Start of Available data

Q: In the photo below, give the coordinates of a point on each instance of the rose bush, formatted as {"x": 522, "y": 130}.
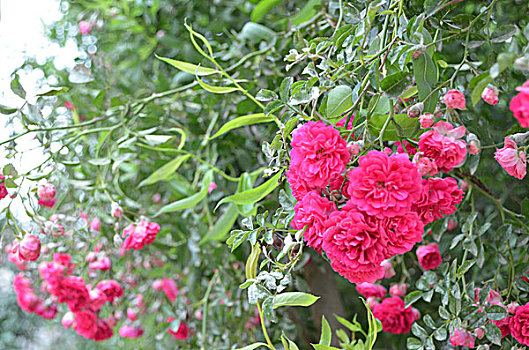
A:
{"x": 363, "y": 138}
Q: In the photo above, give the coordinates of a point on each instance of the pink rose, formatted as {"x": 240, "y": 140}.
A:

End of Available data
Start of Available data

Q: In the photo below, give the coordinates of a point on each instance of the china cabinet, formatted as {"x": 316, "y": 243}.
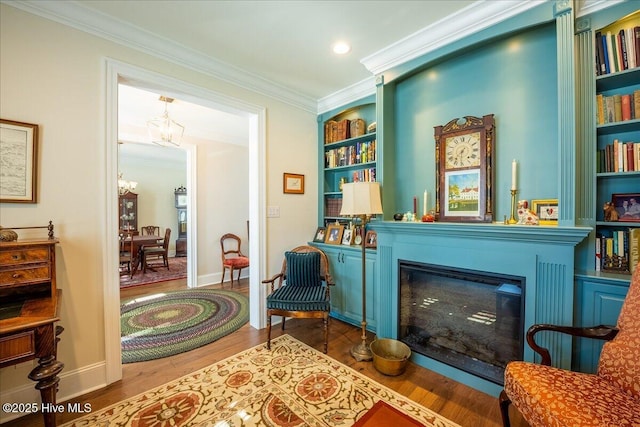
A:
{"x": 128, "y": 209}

End of Available data

What is being asked – Show the lines of the records above that mention "each".

Completed exercise –
Q: In the photo below, give the coordinates of a point on each instance of the rose bush, formatted as {"x": 522, "y": 130}.
Q: In the photo above, give the coordinates of a point on each instance of the pink rose, formatted as {"x": 240, "y": 140}.
Q: In the photo below, give the coordinates of a point on each instance of the china cabinet, formatted as {"x": 316, "y": 243}.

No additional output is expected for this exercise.